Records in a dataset
_____
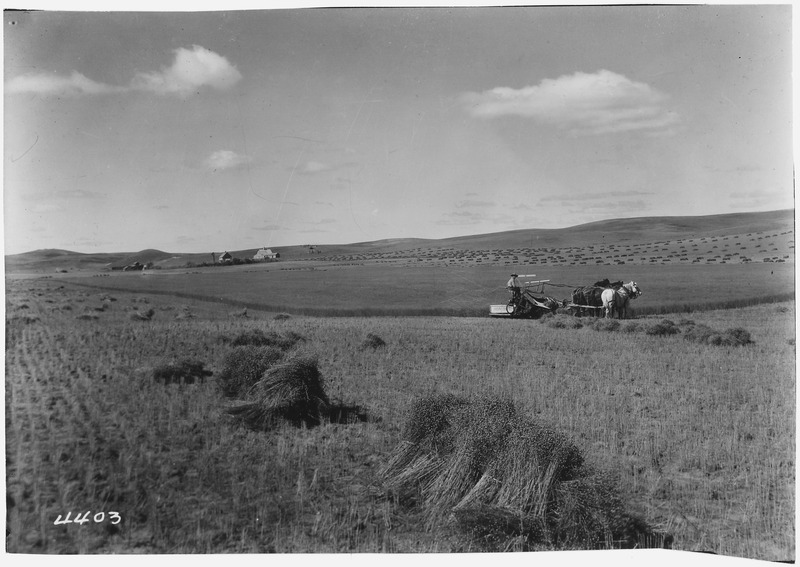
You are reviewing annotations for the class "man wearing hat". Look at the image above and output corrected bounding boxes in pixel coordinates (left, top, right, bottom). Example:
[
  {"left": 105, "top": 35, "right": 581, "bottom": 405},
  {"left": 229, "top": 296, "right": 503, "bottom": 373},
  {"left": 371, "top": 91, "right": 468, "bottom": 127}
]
[{"left": 506, "top": 274, "right": 521, "bottom": 301}]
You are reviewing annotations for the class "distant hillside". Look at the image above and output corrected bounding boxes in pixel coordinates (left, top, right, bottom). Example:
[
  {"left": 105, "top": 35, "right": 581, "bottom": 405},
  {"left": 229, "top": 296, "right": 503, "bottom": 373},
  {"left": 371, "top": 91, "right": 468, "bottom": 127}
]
[{"left": 5, "top": 210, "right": 794, "bottom": 273}]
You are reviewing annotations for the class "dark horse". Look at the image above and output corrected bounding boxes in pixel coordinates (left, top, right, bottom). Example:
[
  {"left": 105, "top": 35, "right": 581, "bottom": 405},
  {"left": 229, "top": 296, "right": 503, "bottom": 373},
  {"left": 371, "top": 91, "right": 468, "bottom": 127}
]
[{"left": 572, "top": 278, "right": 622, "bottom": 317}]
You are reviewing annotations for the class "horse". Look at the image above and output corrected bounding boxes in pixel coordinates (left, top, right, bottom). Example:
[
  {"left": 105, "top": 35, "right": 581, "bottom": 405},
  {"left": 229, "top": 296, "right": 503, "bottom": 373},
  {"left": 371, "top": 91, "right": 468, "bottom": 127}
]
[
  {"left": 602, "top": 282, "right": 642, "bottom": 319},
  {"left": 572, "top": 278, "right": 622, "bottom": 317}
]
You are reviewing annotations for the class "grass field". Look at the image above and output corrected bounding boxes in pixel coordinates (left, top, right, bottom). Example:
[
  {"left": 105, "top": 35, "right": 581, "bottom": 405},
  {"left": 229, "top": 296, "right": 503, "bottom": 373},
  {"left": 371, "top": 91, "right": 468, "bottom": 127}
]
[
  {"left": 47, "top": 262, "right": 794, "bottom": 316},
  {"left": 6, "top": 276, "right": 795, "bottom": 560}
]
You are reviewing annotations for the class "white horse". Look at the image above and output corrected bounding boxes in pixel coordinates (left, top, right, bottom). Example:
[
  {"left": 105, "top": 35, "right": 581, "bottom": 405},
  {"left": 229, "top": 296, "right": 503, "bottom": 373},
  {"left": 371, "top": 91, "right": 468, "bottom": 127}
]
[{"left": 601, "top": 282, "right": 642, "bottom": 319}]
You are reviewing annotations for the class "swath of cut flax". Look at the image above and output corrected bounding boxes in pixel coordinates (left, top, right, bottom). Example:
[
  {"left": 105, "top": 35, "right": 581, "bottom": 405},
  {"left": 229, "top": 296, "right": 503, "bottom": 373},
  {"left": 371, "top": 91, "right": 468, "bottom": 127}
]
[
  {"left": 227, "top": 354, "right": 330, "bottom": 430},
  {"left": 381, "top": 395, "right": 665, "bottom": 551}
]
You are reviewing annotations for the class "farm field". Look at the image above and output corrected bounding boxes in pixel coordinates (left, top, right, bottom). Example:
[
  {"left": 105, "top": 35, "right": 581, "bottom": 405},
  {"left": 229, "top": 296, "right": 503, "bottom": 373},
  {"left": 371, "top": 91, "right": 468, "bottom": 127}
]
[
  {"left": 54, "top": 261, "right": 794, "bottom": 316},
  {"left": 6, "top": 276, "right": 796, "bottom": 560}
]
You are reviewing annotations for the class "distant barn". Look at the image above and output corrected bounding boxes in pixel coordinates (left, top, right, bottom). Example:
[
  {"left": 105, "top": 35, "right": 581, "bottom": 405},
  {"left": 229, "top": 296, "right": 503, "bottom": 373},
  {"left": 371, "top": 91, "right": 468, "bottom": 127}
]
[{"left": 253, "top": 248, "right": 281, "bottom": 262}]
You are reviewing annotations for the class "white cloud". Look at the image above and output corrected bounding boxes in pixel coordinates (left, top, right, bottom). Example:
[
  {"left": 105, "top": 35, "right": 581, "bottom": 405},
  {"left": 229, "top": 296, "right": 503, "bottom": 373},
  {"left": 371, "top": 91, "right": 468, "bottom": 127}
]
[
  {"left": 301, "top": 161, "right": 330, "bottom": 173},
  {"left": 6, "top": 71, "right": 125, "bottom": 96},
  {"left": 205, "top": 150, "right": 250, "bottom": 171},
  {"left": 131, "top": 45, "right": 242, "bottom": 96},
  {"left": 539, "top": 191, "right": 652, "bottom": 204},
  {"left": 5, "top": 45, "right": 242, "bottom": 97},
  {"left": 461, "top": 70, "right": 678, "bottom": 134},
  {"left": 456, "top": 199, "right": 496, "bottom": 209}
]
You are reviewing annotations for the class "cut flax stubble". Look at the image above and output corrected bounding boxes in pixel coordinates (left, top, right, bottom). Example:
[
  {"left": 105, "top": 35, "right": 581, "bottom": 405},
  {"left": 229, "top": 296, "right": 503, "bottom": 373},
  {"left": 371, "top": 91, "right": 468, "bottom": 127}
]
[
  {"left": 381, "top": 395, "right": 665, "bottom": 550},
  {"left": 227, "top": 352, "right": 330, "bottom": 431}
]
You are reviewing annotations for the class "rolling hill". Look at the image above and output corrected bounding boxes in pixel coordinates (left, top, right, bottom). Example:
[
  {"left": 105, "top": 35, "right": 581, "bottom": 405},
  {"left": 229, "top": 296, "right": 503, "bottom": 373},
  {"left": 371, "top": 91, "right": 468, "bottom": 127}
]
[{"left": 5, "top": 210, "right": 794, "bottom": 273}]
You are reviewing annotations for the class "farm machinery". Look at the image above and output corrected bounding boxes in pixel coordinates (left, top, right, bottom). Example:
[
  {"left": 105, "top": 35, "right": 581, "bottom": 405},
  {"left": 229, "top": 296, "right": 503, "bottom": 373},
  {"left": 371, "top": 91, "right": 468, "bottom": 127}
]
[
  {"left": 489, "top": 274, "right": 565, "bottom": 319},
  {"left": 489, "top": 274, "right": 641, "bottom": 319}
]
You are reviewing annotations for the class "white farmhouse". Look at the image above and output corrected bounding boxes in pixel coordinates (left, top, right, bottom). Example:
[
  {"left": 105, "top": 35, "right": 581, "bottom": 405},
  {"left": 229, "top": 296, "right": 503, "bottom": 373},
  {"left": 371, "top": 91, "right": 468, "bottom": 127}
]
[{"left": 253, "top": 248, "right": 281, "bottom": 262}]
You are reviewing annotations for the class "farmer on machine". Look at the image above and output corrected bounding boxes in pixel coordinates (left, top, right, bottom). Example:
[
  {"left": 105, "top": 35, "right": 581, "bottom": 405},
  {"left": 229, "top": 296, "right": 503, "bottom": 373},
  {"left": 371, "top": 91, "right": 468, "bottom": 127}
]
[{"left": 506, "top": 274, "right": 521, "bottom": 301}]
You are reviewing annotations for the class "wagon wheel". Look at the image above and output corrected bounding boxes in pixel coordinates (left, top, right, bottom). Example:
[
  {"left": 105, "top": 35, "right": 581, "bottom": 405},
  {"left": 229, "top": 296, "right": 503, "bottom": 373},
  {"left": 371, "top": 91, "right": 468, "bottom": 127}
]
_____
Exercise
Gather every line in the records above that contains the word "flax", matching case exactly.

Reply to the exercise
You are reviewing annotations for the class "swath of cut flax". Look at the image above and output corrected bounding boxes in pixel coordinates (left, top, right, bottom). Example:
You are reviewing annotations for the class "cut flax stubble". Look at the image above and output corrected bounding boxes in pixel coordinates (left, top, right, bottom). Example:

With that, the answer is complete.